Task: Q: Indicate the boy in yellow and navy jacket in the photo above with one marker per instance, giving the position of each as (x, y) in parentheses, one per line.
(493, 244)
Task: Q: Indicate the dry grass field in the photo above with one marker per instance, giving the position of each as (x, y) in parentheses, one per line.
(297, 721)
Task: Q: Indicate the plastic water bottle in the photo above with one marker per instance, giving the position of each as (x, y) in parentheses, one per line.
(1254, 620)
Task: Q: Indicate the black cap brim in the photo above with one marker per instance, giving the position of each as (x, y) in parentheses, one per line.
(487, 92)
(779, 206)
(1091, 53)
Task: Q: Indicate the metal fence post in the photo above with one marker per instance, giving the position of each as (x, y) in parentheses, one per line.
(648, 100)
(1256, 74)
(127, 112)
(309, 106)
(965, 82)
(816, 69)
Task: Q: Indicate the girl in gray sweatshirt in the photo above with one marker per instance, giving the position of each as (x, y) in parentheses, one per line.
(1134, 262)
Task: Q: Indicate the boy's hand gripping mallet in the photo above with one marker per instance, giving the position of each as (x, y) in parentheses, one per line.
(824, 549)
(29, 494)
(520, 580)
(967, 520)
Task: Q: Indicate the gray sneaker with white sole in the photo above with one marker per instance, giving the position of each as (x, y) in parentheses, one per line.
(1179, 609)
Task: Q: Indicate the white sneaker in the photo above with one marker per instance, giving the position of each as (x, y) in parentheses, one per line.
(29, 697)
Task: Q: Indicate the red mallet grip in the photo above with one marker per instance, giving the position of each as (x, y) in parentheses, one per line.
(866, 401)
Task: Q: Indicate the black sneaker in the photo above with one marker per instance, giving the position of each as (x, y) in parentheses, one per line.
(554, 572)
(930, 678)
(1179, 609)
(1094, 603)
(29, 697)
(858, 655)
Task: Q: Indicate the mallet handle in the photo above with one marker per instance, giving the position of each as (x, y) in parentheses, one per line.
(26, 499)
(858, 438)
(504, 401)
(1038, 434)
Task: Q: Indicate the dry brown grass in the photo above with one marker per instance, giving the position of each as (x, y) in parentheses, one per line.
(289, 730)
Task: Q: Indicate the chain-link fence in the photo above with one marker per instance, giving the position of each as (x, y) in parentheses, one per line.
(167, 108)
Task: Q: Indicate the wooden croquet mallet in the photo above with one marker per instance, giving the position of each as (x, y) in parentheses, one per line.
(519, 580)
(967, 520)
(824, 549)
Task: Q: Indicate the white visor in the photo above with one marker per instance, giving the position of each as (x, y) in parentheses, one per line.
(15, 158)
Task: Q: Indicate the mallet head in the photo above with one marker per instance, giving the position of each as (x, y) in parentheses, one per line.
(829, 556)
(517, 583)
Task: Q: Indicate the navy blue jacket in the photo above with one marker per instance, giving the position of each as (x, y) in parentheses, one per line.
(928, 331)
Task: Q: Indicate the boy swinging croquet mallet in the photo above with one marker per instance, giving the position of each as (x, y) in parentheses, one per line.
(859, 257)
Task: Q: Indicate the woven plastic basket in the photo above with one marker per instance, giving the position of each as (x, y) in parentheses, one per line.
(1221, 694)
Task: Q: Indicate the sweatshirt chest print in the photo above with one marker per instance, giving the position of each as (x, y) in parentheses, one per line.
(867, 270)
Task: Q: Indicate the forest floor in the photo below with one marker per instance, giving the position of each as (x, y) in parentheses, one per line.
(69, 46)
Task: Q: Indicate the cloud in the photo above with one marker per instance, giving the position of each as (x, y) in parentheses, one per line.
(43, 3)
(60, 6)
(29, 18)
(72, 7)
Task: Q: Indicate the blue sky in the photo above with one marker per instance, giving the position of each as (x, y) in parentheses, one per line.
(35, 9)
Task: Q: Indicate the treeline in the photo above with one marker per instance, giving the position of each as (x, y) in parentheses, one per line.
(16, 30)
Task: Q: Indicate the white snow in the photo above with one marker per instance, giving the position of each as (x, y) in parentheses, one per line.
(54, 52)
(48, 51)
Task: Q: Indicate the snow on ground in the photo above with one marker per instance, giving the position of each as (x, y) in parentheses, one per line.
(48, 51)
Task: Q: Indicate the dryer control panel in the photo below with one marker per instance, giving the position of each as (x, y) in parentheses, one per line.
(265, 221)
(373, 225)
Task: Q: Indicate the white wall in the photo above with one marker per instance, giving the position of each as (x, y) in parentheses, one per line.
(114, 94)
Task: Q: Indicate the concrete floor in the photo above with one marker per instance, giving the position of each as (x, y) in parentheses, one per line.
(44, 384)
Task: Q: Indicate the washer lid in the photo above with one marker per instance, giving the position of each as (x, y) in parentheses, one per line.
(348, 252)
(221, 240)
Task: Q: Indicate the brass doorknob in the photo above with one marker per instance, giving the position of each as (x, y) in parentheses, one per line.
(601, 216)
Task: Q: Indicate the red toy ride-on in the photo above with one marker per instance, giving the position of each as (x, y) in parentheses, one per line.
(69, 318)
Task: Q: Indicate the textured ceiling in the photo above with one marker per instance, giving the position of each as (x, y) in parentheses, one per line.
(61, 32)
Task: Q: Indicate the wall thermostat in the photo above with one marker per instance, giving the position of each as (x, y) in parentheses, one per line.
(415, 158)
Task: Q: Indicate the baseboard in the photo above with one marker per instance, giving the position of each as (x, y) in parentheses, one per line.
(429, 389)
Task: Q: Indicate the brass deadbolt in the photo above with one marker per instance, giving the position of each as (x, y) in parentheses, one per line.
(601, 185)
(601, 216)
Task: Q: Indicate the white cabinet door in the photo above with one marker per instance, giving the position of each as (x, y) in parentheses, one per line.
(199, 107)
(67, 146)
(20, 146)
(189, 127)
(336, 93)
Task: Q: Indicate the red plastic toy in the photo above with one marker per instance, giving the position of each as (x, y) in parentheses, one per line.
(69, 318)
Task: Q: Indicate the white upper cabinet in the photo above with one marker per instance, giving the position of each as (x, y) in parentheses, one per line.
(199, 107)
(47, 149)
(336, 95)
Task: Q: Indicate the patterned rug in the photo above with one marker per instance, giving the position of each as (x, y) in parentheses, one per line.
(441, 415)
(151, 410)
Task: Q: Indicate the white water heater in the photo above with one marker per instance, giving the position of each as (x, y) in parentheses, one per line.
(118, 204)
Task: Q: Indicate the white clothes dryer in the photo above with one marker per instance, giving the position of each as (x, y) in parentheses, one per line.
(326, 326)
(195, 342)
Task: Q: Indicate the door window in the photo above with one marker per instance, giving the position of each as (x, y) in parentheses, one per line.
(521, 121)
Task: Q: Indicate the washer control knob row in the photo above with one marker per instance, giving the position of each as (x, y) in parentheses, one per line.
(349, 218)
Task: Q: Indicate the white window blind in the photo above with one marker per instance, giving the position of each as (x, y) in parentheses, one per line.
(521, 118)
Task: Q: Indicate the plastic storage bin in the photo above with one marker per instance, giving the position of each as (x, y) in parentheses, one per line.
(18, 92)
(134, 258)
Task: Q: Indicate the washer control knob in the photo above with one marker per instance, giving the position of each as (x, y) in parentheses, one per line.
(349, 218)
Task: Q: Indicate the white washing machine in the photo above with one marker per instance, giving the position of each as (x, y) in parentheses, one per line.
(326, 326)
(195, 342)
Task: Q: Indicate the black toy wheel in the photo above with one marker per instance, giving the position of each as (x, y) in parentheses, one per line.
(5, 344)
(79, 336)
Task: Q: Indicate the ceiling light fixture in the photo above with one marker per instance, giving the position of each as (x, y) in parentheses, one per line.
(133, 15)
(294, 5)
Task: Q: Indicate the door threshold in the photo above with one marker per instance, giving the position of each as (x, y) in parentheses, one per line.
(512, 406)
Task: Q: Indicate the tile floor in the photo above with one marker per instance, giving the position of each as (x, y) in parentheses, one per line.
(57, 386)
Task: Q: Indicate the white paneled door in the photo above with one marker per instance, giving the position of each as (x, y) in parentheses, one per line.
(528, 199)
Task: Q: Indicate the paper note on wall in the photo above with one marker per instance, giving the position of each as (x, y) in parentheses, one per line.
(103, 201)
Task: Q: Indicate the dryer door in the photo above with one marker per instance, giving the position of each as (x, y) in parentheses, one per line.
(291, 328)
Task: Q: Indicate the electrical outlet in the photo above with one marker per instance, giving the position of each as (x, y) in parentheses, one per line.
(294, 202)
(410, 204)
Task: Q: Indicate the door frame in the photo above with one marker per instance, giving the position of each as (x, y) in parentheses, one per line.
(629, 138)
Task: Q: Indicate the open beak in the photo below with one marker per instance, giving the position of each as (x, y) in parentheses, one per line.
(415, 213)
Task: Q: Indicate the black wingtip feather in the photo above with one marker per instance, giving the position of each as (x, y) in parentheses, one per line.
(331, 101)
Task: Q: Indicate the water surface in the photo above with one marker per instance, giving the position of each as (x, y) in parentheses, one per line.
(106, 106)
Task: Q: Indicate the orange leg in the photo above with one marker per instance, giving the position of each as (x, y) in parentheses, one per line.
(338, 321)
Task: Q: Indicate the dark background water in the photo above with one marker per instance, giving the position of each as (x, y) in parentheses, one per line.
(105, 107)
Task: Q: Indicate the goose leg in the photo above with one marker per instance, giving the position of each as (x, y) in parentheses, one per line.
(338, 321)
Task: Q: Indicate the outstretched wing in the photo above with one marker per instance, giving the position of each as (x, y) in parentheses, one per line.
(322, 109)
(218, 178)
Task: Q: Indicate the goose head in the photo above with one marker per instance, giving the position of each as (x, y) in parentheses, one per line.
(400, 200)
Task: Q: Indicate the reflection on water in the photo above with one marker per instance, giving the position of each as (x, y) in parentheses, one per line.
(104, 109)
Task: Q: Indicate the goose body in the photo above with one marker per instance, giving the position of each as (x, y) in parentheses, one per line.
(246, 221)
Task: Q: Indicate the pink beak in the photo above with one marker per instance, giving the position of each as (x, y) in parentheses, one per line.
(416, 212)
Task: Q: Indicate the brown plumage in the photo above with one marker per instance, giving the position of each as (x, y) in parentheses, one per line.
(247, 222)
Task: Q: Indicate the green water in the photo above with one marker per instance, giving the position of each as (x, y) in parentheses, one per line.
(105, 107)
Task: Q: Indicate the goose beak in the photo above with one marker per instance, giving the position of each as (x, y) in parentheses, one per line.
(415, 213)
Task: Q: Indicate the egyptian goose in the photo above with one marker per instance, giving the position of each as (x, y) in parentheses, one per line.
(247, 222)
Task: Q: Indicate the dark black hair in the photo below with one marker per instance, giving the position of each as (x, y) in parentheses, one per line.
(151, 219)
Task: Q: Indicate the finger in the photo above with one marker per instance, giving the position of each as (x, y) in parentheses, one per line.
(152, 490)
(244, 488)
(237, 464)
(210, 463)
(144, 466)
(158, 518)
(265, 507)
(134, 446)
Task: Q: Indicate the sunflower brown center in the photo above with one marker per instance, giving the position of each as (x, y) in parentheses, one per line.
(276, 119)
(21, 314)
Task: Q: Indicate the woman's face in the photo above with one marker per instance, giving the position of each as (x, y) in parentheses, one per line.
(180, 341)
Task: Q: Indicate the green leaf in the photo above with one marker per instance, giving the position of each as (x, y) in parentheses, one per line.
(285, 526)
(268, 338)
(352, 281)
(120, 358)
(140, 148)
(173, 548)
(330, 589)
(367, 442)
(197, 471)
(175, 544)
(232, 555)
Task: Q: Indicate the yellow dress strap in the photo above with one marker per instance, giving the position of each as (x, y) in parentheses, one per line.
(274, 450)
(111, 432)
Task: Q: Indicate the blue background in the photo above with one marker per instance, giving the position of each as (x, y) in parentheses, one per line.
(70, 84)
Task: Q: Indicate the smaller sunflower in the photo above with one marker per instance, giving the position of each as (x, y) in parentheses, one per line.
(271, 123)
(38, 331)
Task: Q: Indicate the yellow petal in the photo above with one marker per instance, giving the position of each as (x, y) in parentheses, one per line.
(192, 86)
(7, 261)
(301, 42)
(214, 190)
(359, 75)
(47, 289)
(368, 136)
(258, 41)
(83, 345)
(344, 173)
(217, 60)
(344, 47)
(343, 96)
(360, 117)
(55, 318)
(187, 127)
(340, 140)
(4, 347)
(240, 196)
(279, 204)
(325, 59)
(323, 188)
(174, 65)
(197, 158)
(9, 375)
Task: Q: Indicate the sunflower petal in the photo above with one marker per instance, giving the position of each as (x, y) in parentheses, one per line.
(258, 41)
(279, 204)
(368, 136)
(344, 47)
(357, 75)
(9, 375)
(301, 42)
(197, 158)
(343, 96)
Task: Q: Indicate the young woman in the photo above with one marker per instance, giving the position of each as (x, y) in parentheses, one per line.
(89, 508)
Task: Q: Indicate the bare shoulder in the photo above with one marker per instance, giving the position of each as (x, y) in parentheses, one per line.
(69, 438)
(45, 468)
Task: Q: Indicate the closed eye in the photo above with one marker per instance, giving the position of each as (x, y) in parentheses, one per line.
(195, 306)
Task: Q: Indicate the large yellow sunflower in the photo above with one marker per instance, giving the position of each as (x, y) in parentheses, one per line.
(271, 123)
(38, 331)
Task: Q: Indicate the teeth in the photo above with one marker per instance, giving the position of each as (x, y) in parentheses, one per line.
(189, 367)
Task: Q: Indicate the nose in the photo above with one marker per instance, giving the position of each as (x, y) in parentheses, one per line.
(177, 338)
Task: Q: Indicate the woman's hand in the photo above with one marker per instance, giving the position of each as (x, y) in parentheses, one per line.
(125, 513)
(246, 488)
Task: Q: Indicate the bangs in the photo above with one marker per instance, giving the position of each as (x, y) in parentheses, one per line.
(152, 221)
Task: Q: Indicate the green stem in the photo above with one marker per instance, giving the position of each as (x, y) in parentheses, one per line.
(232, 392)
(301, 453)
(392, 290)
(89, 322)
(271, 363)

==========

Ganti "mallet" dengan "hammer" pada baris-baris mulai dari baris yang memuat "Task: Q: Indicate the red mallet" dan berakhir pada baris yang memuat "(1038, 434)". Tuliskan ulang baris-baris tersebut tanpa perubahan lain.

Task: Q: Indicate the red hammer grip in the photo above with one marker per instance, giving the position of each as (x, y) in parentheses, one per line.
(866, 401)
Task: Q: Indicate the black sneaker in the photo above with one marker per instance, giving the position of each as (x, y) in parentheses, one per line.
(554, 572)
(930, 678)
(1179, 609)
(1094, 603)
(29, 697)
(858, 655)
Task: Q: Indicate the hammer handle in the photo above with one marker per instance, giving the position of each as (x, y) in parentheses, one per line.
(26, 499)
(858, 438)
(504, 401)
(1038, 434)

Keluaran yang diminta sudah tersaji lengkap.